[Excerpts of pointing data]
— START —

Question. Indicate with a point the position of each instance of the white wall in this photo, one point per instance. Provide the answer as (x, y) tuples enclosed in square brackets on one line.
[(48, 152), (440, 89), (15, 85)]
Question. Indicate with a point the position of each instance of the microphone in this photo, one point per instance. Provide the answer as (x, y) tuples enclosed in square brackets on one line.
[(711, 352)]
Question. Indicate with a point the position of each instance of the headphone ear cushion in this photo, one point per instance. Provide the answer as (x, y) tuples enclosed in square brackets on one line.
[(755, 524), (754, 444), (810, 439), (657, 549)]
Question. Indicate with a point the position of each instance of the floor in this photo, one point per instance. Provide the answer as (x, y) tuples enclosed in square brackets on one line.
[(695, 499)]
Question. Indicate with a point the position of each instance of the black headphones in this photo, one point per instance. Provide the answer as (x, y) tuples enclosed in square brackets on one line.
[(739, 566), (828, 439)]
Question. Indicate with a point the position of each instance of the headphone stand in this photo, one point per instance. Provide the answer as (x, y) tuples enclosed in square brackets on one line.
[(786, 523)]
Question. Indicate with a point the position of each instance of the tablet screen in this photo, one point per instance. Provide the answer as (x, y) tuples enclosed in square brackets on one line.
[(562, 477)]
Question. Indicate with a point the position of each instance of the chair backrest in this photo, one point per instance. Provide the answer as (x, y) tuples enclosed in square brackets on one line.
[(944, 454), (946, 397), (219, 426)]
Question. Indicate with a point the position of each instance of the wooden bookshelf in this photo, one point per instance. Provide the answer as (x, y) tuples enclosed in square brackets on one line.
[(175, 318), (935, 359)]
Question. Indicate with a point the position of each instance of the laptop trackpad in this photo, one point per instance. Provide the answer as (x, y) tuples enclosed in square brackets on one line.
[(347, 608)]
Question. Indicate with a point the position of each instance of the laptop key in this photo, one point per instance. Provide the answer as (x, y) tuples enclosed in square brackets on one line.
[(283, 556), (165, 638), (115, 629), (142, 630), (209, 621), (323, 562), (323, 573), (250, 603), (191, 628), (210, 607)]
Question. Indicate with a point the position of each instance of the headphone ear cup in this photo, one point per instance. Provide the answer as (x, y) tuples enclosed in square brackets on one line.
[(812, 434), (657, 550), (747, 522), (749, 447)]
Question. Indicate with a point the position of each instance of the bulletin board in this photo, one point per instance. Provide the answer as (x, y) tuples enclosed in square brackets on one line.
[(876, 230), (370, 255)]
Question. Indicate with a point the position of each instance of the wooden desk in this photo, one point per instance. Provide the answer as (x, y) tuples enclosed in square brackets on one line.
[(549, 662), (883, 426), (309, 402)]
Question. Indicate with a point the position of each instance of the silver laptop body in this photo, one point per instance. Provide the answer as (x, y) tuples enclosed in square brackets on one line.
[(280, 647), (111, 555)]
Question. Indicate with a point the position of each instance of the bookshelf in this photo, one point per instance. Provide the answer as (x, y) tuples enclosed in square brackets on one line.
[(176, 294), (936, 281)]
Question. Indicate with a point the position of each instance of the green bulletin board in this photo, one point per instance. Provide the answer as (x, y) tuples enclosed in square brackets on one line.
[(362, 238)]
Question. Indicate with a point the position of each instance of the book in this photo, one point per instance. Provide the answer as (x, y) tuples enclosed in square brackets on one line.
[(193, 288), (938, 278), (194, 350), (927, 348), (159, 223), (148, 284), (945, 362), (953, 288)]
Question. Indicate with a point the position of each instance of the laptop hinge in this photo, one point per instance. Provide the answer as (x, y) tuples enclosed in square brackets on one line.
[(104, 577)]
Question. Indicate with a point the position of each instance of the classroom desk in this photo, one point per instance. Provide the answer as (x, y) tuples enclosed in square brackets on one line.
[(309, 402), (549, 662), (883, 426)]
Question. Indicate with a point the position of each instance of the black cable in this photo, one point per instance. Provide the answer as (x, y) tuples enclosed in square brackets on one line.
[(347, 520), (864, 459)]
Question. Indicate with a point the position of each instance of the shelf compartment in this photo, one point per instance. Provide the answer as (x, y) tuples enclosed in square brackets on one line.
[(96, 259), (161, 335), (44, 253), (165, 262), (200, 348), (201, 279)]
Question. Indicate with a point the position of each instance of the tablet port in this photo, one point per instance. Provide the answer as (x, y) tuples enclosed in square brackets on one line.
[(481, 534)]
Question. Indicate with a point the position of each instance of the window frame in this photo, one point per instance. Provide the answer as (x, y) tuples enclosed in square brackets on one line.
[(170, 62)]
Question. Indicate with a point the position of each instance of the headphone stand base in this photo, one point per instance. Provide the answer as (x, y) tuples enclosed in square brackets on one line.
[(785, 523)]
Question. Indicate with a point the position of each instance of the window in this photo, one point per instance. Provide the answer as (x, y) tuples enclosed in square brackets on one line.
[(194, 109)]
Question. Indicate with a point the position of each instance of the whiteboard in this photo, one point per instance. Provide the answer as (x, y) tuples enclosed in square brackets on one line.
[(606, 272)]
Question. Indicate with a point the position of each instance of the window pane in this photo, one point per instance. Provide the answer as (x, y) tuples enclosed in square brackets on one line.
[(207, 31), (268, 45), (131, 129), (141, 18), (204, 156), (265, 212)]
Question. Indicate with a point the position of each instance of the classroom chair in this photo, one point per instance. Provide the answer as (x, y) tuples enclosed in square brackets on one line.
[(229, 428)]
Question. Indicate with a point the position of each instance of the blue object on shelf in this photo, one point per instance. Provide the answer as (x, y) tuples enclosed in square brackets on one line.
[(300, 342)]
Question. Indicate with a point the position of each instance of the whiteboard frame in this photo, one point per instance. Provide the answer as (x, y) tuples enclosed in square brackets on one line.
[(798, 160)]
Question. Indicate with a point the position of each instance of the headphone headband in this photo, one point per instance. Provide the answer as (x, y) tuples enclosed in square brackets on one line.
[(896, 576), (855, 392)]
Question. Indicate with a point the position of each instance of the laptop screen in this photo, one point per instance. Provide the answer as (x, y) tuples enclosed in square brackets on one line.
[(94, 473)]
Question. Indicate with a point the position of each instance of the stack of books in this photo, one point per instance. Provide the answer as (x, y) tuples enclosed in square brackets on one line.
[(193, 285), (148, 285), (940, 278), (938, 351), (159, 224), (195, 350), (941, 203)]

— END —

Instruction: Convert the records into a JSON list of strings, one string per line with blank lines left out, starting at the line that contains "the whiteboard in" and ending at the final line of the records.

In response:
[
  "Question. Indicate with a point the position of each instance of the whiteboard in this photo, one point per instance. Provide the answer as (x, y) tuples enclosed in square brackets on one line.",
  "[(606, 272)]",
  "Question. Indicate with a point the position of each instance of the window pane in this photo, one point per instance. Provide the answer as (x, y) tuples enclosed in square brackets on one line.",
  "[(207, 31), (268, 45), (131, 129), (141, 18), (204, 156), (265, 212)]",
  "Question. Indicate with a point the position of each instance of the classroom chair in this photo, one point per instance. Provide the answer as (x, y) tuples enclosed in square brackets on one line.",
  "[(229, 428)]",
  "Question. Indicate with a point the position of each instance of the blue object on shelf in this photo, one point per instance. Provide the answer as (x, y) tuples enclosed in square brackets on one line.",
  "[(300, 342)]",
  "Question. Indicate with a point the position of each instance of the whiteboard frame in this photo, one point per instance. Provide the answer as (x, y) tuples enclosed in square brackets on one line.",
  "[(798, 160)]",
  "Question. Indicate with a point the position of each instance of the headphone headband in this photo, one point per instance. Provide the answer as (x, y) tuples enclosed in square brackets on one line.",
  "[(896, 576), (855, 392)]",
  "Question. Indicate with a point the position of each instance of the laptop screen in this photo, one point per instance. Provide the answer as (x, y) tuples enclosed in square brackets on one line.",
  "[(94, 473)]",
  "Question. Indicate with a point the position of each instance of the stack of books in this photo, one point per instance. Provide the answer as (x, y) tuples enclosed in square brackets on one line.",
  "[(193, 285), (148, 285), (940, 278), (938, 351), (159, 224), (195, 350), (941, 203)]"
]